** START OF Text segment **
Re: [Graphs] Proposal for Named Graph Semantics from Alex Hall on 2011-04-07 (public-rdf-wg@w3.org from April 2011)

From: Alex Hall <alexhall@revelytix.com>
Date: Thu, 7 Apr 2011 16:56:37 -0400
To: Richard Cyganiak <richard@cyganiak.de>
Cc: RDF WG <public-rdf-wg@w3.org>
Message-ID: <BANLkTi=ZaR6eEC+adz0YBStY5JCr6bBtsQ@mail.gmail.com>
On Thu, Apr 7, 2011 at 4:22 PM, Richard Cyganiak <richard@cyganiak.de>wrote:

> Thanks Alex.
>
> Trying to paraphrase: The RDF-Datasets-Proposal is just an abstract syntax
> and leaves open the question what the relationship between IRI and graph in
> the (IRI, graph) pair is. You are unsatisfied with that and would like to
> see a formal semantics specified for that relationship.
** END OF Text segment **
** START OF Dataset excerpts **
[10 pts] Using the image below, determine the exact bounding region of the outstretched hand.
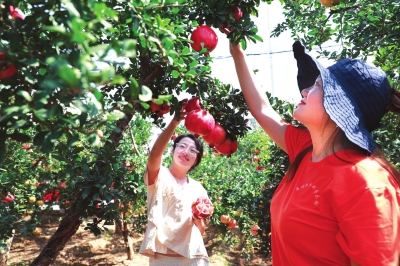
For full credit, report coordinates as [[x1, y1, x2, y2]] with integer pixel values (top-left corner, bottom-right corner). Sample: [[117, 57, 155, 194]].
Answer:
[[174, 99, 188, 122], [219, 26, 243, 57]]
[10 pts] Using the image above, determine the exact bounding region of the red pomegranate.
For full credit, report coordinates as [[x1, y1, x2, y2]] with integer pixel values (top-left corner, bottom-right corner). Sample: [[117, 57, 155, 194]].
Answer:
[[250, 225, 260, 236], [190, 25, 218, 52], [158, 103, 171, 117], [0, 52, 18, 79], [150, 102, 161, 113], [231, 6, 243, 20], [203, 123, 226, 148], [10, 6, 25, 20], [215, 136, 238, 156], [186, 97, 201, 113], [192, 198, 214, 219], [228, 219, 237, 229], [220, 214, 231, 224], [185, 109, 215, 136]]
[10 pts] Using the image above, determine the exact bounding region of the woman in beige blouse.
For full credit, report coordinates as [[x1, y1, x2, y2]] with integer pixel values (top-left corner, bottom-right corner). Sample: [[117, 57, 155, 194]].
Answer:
[[139, 109, 209, 266]]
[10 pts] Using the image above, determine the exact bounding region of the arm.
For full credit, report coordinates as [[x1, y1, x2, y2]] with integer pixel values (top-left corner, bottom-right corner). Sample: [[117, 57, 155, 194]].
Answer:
[[144, 109, 186, 186], [193, 215, 208, 234], [230, 43, 288, 152]]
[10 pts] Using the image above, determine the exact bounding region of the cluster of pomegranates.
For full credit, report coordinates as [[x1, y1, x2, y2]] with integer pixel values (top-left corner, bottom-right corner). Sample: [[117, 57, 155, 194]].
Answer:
[[190, 7, 243, 56], [0, 6, 25, 80], [185, 97, 238, 156], [192, 198, 214, 219], [150, 102, 171, 117], [220, 214, 260, 236]]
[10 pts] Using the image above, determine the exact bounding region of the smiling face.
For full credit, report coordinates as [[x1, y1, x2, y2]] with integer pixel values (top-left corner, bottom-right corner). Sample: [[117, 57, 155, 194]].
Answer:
[[172, 137, 199, 169], [293, 77, 330, 129]]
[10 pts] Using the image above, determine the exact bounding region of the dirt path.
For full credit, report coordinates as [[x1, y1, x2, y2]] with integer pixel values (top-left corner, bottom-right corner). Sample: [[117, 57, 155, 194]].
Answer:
[[9, 213, 272, 266]]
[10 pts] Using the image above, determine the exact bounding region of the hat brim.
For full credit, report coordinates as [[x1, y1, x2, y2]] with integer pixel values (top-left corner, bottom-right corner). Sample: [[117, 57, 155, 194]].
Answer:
[[313, 58, 376, 153]]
** END OF Dataset excerpts **
> Exercises to complete
A – Print the mailing list message word for word, starting with "From: Alex Hall" and going on through "for that relationship.".
B – List each distinct email address that appears in the mailing list message.

> Answers to the tasks
A –
From: Alex Hall <alexhall@revelytix.com>
Date: Thu, 7 Apr 2011 16:56:37 -0400
To: Richard Cyganiak <richard@cyganiak.de>
Cc: RDF WG <public-rdf-wg@w3.org>
Message-ID: <BANLkTi=ZaR6eEC+adz0YBStY5JCr6bBtsQ@mail.gmail.com>
On Thu, Apr 7, 2011 at 4:22 PM, Richard Cyganiak <richard@cyganiak.de>wrote:

> Thanks Alex.
>
> Trying to paraphrase: The RDF-Datasets-Proposal is just an abstract syntax
> and leaves open the question what the relationship between IRI and graph in
> the (IRI, graph) pair is. You are unsatisfied with that and would like to
> see a formal semantics specified for that relationship.

B –
alexhall@revelytix.com
richard@cyganiak.de
public-rdf-wg@w3.org